EXTRAIT À LIRE:
Le pire s’est vraisemblablement produit : sur les questions fiscales, la Fédération des Chambres de commerce du Québec (FCCQ) aurait plus de poids que les 34% d’électeurs qui ont voté pour le nouveau gouvernement. Il y aurait, semble-t-il, un nouveau seuil de 50% d’imposition que les gouvernements n’auraient plus le droit légitime de franchir ! C’est inqualifiable comme recul. Je comprends parfaitement que près des deux tiers des citoyens québécois, en toute inconscience, ont voté pour deux partis politiques qui représentent à toutes fins pratiques les intérêts d’un patronat qui, comme jamais dans l’histoire contemporaine du Québec, n’a été aussi réactionnaire. Derrière ces histoires de petits propriétaires immobiliers qui servaient de paravents (des mesures simples auraient pu être prises pour éviter qu’ils soient touchés, comme le proposent Allaire et Nadeau), il y a les menaces de ce petit groupe de dirigeants d’entreprises conduit par la FCCQ.
Cette association patronale est de la même eau idéologique que la Chamber of Commerce (CoC) des États-Unis. Au cours du mandat de l’administration Obama, cette dernière s’est opposée au projet de doubler la production d’énergie renouvelable d’ici 2035 (grâce à la récupération des milliards $ de subventions allouées à l’industrie pétrolière et gazière), au marché des permis d’émission de GES, à la réforme du système de santé, à la régulation du système financier et à la taxe sur les entreprises. La CoC a aussi été le fer de lance d’une campagne contre la volonté du gouvernement de faciliter les démarches de syndicalisation des travailleurs étatsuniens. La FCCQ joue au Québec le même rôle de fer de lance du « front du refus » des plus riches.
Pourtant dans nos sociétés, les gens d’affaires continuent à avoir une ‘bonne presse’. Contrairement aux syndicalistes et aux militants sociaux, on ne met la lumière que sur les bons côtés des gens d’affaires. Par exemple, tout au long de ces enquêtes journalistiques de collusion et de corruption, dont j’admire le travail, les accusés montrés du doigt (à l’exception des ‘entrepreneurs’ de la mafia) sont des dirigeants syndicaux et des fonctionnaires. Rares sont les enquêtes journalistiques sur la filière patronale de toutes ces magouilles. Jamais on ne questionne les valeurs et les principes d’action qui animent tous ces individus puisque, si on le faisait, on découvrirait qu’au cœur de tous ces scandales on trouve des personnes qui sont contaminés par les valeurs et les principes d’action qui sont au plus haut point valorisés par le patronat actuel : la cupidité. À ce propos, je vous suggère d’aller lire le 2e paragraphe de mon billet de lundi sur l’oligarchie financière : le quart des 500 répondants (PDG d’institutions financières de Wall Street) à un sondage estiment que les employés du secteur de la finance ne peuvent pas progresser dans la profession sans accepter de s’engager dans des pratiques illégales ou non éthiques…
Il fut un temps où on pouvait encore voir dans les entreprises québécoises des expériences de coopération patronale-syndicale pour sauver des emplois ou moderniser des entreprises. Mais depuis une dizaine d’années, nous assistons plutôt à une offensive vindicative d’un patronat conquis par la pensée ultralibérale. On peut certes en tenir responsable le contexte de crise, d’une la mondialisation de plus en plus féroce, ou d’un dollar canadien trop élevé. Effectivement ce sont tous là des facteurs défavorables. Mais il faut aussi compter sur le fait que le patronat a été rattrapé par le mouvement mondial de radicalisation des milieux d’affaires : ils ont graduellement assimilé les valeurs de cette oligarchie qui s’est imposée sur la scène économique mondiale, de plus en plus agressive contre les réglementations publiques et les institutions collectives. Le virage patronal est apparu évident lorsqu’on a vu les membres du CPQ se donner un porte-parole extrémiste, provenant de l’IÉM, ce think tank ultralibéral financé par l’oligarchie canadienne.

TÂCHES À RÉALISER:
A: Traduisez en anglais cette phrase de l'extrait sur le patronat québécois : « Pourtant dans nos sociétés, les gens d’affaires continuent à avoir une ‘bonne presse’. »
B: Rédigez la suite de l'extrait sur le patronat québécois, à partir de sa dernière phrase.
Les lignes n'ont aucun lien avec l'extrait sur le patronat québécois.

Enregistrements d'annotation de coordonnées:
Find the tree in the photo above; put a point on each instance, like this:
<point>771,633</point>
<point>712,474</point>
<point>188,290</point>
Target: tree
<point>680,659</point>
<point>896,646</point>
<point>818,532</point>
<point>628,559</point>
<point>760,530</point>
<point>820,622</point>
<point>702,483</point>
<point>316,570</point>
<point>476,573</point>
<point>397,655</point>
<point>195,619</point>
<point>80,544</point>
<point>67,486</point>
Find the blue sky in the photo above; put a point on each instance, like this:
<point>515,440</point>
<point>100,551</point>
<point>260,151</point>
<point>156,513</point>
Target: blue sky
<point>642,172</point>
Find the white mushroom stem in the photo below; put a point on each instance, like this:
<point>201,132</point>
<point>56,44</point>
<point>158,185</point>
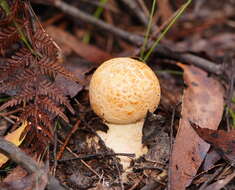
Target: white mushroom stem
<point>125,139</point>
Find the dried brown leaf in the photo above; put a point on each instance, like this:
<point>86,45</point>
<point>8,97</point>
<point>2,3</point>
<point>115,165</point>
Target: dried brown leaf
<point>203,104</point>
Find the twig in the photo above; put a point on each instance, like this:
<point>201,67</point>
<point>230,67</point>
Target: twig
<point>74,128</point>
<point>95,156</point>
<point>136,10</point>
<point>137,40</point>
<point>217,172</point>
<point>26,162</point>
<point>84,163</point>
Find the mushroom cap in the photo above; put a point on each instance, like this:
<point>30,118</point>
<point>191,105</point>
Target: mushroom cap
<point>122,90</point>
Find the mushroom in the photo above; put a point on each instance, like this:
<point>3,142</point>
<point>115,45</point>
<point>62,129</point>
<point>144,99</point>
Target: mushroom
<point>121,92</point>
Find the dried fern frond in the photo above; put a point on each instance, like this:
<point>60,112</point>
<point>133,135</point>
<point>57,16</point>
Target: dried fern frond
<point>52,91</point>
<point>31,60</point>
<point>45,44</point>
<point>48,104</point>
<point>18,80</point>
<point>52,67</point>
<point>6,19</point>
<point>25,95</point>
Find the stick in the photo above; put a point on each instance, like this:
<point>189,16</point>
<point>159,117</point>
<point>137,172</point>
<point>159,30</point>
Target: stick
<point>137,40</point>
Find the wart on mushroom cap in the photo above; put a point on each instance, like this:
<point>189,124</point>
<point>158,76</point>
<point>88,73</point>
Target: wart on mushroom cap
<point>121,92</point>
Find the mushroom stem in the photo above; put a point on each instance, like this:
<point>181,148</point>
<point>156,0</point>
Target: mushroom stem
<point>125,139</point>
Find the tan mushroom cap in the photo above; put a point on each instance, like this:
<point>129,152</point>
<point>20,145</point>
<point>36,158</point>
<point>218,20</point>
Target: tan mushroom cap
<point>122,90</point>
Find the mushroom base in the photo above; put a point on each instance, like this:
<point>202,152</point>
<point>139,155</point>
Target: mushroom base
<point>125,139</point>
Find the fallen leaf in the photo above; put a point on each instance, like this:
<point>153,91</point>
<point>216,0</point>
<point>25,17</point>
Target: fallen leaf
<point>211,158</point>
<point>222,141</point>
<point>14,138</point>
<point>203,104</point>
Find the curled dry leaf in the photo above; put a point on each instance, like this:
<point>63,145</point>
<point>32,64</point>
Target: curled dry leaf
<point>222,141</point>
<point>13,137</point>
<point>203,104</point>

RÉPONSES PAR TÂCHE:
A: Yet in our societies, businesspeople continue to enjoy "good press."

B:
Depuis les années 1990, jusqu’à la crise de 2008 qu’ils finiront par provoquer, on peut résumer l’évolution du patronat comme celle du triomphe de la cupidité. Partout, ils ont fait diminuer la progressivité de l’impôt. Jusqu’aux années 1970, il n’était pas rare de voir les taux d’imposition des riches frôler les 80 et 90%. La remontée des forces politiques de l’oligarchie a fait en sorte qu’aujourd’hui ces taux ont diminué à 30% ou moins. Les super-riches paient parfois moins d’impôts que leurs secrétaires, comme nous l’a démontré l’homme le plus riche du monde (Warren Buffett). Ce sont ces inégalités croissantes qui ont mené à la crise, dont nous subissons encore (du moins nous, les 97% de la population) les séquelles. Et Mme Françoise Betrand a le culot de proclamer que « le gouvernement ne comprend pas les impacts économiques de ses décisions » !!!!!!!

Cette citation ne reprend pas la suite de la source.